→ Page excerpt:
────────

The first week was manageable, but the longer we’re in confined quarters juggling work pressures and children at home, the harder it is to get along. Here are four tips for healthier relationships from Palo Alto therapist Linda Miller, the Bay Area’s most-experienced certified Gottman Marital Therapist, who employs principles developed by psychologists John and Julie Gottman and their 40 years of breakthrough research on marital stability.
1. Make time to be mindful and to reflect on what you appreciate in your partner. Write down both personal and qualities that your partner does that you appreciate, even if only occasional or mundane, like “I appreciate you putting the toilet seat down.” Notes Miller, “The things we appreciate are idiosyncratic. It’s often the flip side of things that get on your nerves.”
2. Define expectations for each person's time. Be clear about who’s doing what, and when. “In talking with people, I’m hearing that everything is upended, and so if you’re working from home, some people don’t even have a separate room to work in—they’re in the kitchen or the dining room,” Miller says. “Try, I’m going to be sequestered away and I’m going to try to keep a workday schedule; maybe we can have lunch together at 1 pm, but I’m going to knock out four to five hours of work.’”

────────

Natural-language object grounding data
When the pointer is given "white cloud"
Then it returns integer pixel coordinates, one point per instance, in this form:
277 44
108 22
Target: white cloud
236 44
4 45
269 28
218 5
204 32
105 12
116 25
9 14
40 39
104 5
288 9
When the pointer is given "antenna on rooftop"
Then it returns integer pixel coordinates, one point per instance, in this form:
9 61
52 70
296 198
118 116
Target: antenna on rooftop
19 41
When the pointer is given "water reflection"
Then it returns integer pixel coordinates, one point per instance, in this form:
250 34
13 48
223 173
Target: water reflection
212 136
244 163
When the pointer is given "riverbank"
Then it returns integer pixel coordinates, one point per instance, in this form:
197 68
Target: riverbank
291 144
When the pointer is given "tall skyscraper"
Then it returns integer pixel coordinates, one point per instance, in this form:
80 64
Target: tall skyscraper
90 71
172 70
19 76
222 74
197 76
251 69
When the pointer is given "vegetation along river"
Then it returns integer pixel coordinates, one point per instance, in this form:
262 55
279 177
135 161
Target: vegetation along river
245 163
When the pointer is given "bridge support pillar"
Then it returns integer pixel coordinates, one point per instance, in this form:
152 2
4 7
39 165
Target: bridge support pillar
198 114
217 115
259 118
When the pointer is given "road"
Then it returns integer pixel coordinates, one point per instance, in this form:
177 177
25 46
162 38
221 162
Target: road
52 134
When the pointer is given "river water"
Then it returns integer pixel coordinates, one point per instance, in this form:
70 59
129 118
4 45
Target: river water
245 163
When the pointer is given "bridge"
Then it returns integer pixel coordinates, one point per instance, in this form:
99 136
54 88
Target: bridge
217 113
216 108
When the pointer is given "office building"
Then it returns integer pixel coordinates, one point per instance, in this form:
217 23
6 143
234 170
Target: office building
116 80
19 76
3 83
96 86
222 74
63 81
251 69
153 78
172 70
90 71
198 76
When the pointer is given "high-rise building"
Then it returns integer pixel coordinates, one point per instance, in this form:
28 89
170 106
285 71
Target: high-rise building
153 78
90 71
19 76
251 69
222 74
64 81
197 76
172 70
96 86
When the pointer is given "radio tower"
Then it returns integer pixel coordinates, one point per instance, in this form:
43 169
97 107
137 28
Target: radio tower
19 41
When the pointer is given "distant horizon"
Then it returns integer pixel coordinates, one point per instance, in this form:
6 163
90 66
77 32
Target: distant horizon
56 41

────────

→ Work instruction 1:
In the relationship tips, whose research produced the principles that Linda Miller uses?
→ Work instruction 2:
Decide whether each statement agrees with the relationship tips, and quote the words that settle it: (a) Linda Miller is a therapist based in Palo Alto. (b) The first tip says to note only your partner's major or frequent qualities. (c) Miller's sample schedule proposes having lunch together at noon.
→ Work instruction 3:
Continue the relationship tips from where they stop.

→ Answer section 1:
The principles were developed by psychologists John and Julie Gottman through 40 years of research on marital stability.

→ Answer section 2:
(a) Yes: "Palo Alto therapist Linda Miller"
(b) No: "even if only occasional or mundane"
(c) No: "maybe we can have lunch together at 1 pm"

→ Answer section 3:
3. With our routines shattered, experiment with new things for fun and connection. Watch movies together or take walks together. Find jokes to share and ridiculous memes. Silliness and laughter is important right now.
4. Make appointments to talk. Set a time to talk. Avoid blame, criticism and impulsive rants. Miller advises saying, “There’s something going on for me that’s causing me frustration. When would you have a few minutes?” Broach the topic positively: “I want to tell you that I'm feeling tension about the dishes left in the sink and I don't want that to get in the middle between us. When I see the dishes, I start feeling yicky. I was hoping we can figure out some way to make me feel better.”